Operations in Financial Services—An Overview (3 of 6)

3.3. Performance Analysis Through Data Envelopment Analysis (DEA)

There are numerous studies on performance and productivity analyses of retail banking that are based on DEA. DEA is a technique for evaluating productivity measures that can be applied to service industries in general. It compares productivity measures of different entities (e.g., bank branches) within the same service organization (e.g., a large retail bank) to one another. Such a comparative analysis then boils down to the formulation of a fractional linear program. DEA has been used in many retail banks to compare productivity measures of the various branches with one another. Sherman and Gold (1985), Sherman and Ladino (1995), and Seiford and Zhu (1999) performed such studies for US banks; Oral and Yolalan (1990) performed such a study for a bank in Turkey; Vassiloglou and Giokas (1990), Soteriou and Zenios (1999a), Zenios et al. (1999), Soteriou and Zenios (1999b), and Athanassopoulos and Giokas (2000) for Greek banks; Kantor and Maital (1999) for a large Mideast bank; and Berger and Humphrey (1997) for various international financial services firms. These papers discuss operational efficiency, profitability, quality, stock market performance, and the development of better cost estimates for banking products via DEA. Cummins et al. (1999) use DEA to explore the impact of organizational form on firm performance. They compare mutual and stock property liability companies and find that in using managerial discretion and cost-efficiency stock companies perform better, and in lines of insurance with long payouts mutual companies perform better.

========================

● Exercise objective
Reproduce the passage above on performance analysis of banks through Data Envelopment Analysis, verbatim and in its entirety.

● Provided data

========================

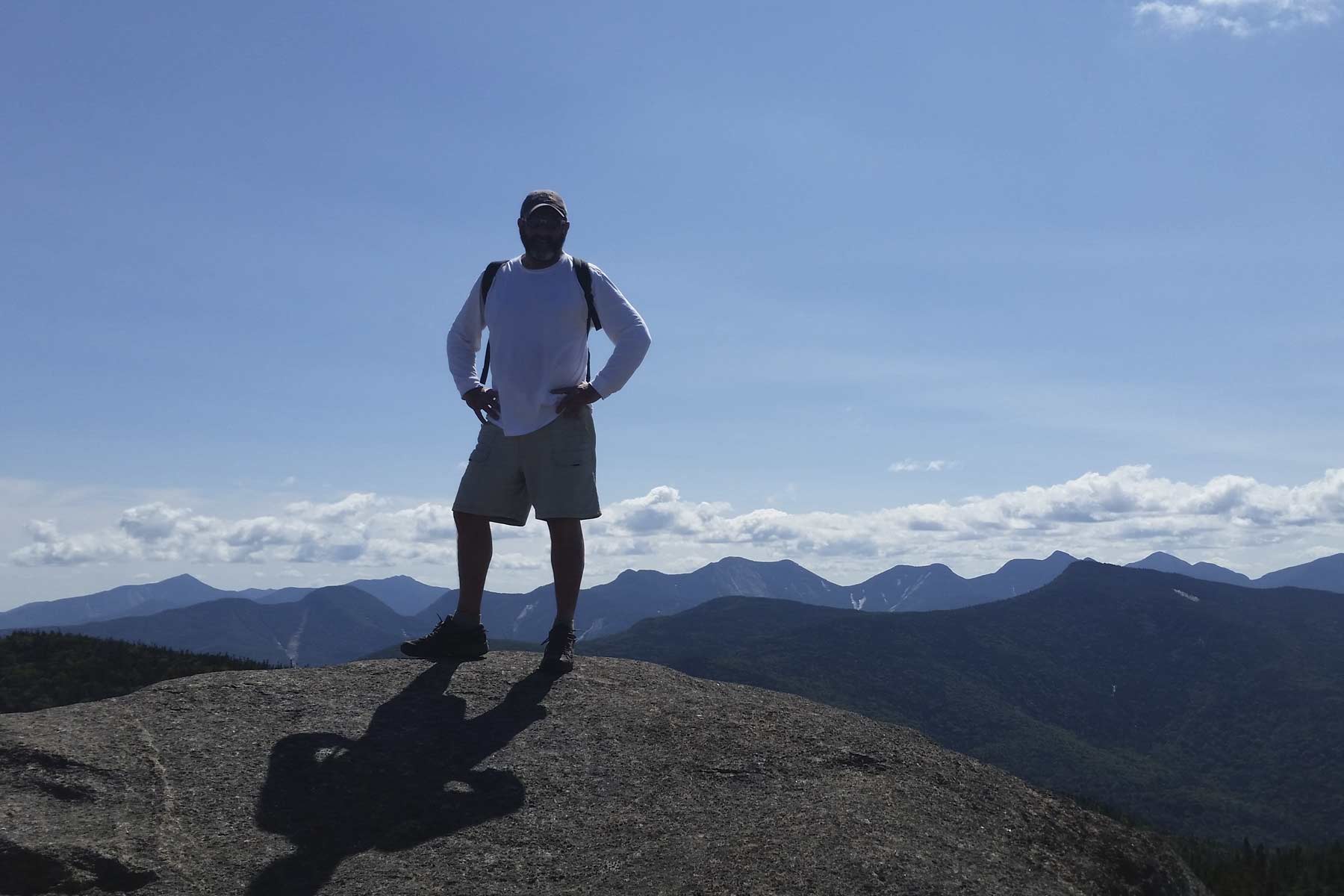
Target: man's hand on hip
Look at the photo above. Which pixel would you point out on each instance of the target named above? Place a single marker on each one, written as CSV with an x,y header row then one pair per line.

========================

● Written reply
Operations in Financial Services—An Overview (3 of 6)

3.3. Performance Analysis Through Data Envelopment Analysis (DEA)

There are numerous studies on performance and productivity analyses of retail banking that are based on DEA. DEA is a technique for evaluating productivity measures that can be applied to service industries in general. It compares productivity measures of different entities (e.g., bank branches) within the same service organization (e.g., a large retail bank) to one another. Such a comparative analysis then boils down to the formulation of a fractional linear program. DEA has been used in many retail banks to compare productivity measures of the various branches with one another. Sherman and Gold (1985), Sherman and Ladino (1995), and Seiford and Zhu (1999) performed such studies for US banks; Oral and Yolalan (1990) performed such a study for a bank in Turkey; Vassiloglou and Giokas (1990), Soteriou and Zenios (1999a), Zenios et al. (1999), Soteriou and Zenios (1999b), and Athanassopoulos and Giokas (2000) for Greek banks; Kantor and Maital (1999) for a large Mideast bank; and Berger and Humphrey (1997) for various international financial services firms. These papers discuss operational efficiency, profitability, quality, stock market performance, and the development of better cost estimates for banking products via DEA. Cummins et al. (1999) use DEA to explore the impact of organizational form on firm performance. They compare mutual and stock property liability companies and find that in using managerial discretion and cost-efficiency stock companies perform better, and in lines of insurance with long payouts mutual companies perform better.